*Aim of the task*: Can you edit the lines from the first one through the line containing "137 78 L 153", swapping "soccer ball" for "football" and leaving everything else unchanged?

Entries taken from a collection:

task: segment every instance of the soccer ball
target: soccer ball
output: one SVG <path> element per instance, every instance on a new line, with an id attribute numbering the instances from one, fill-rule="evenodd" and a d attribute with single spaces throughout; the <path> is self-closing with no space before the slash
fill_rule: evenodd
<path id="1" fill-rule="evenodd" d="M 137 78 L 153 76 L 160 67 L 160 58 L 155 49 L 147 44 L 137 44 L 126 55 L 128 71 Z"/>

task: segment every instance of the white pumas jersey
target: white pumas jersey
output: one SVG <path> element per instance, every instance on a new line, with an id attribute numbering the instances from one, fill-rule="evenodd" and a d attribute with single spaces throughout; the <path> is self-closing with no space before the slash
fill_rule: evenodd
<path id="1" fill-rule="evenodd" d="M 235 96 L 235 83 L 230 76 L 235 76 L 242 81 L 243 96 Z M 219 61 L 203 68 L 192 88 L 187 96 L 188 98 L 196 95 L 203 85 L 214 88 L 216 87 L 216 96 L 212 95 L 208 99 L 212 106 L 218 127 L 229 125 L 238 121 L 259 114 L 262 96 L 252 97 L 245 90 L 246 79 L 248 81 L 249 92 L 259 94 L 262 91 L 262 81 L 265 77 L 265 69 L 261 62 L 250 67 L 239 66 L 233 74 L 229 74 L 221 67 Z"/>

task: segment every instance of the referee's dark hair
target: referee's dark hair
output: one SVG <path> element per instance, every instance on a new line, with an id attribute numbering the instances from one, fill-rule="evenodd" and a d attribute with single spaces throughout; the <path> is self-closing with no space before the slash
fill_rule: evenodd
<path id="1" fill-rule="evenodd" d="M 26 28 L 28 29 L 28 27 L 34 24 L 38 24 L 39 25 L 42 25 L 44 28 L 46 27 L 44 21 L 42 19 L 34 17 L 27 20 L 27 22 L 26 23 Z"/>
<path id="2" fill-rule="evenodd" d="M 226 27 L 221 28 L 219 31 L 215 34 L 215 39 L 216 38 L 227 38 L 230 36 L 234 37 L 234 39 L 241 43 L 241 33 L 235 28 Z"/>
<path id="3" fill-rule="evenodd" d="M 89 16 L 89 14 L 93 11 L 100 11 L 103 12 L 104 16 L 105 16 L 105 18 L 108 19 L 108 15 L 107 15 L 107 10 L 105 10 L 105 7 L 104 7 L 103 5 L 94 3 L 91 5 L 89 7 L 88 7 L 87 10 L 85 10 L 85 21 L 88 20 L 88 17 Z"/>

*Response to the exercise*:
task: segment every instance of the football
target: football
output: one SVG <path> element per instance, every instance on a new line, with an id attribute numbering the instances from one, fill-rule="evenodd" and a d attribute with single spaces throughout; the <path> is self-closing with no space before the slash
fill_rule: evenodd
<path id="1" fill-rule="evenodd" d="M 137 78 L 153 76 L 160 67 L 160 58 L 155 49 L 147 44 L 137 44 L 126 55 L 128 71 Z"/>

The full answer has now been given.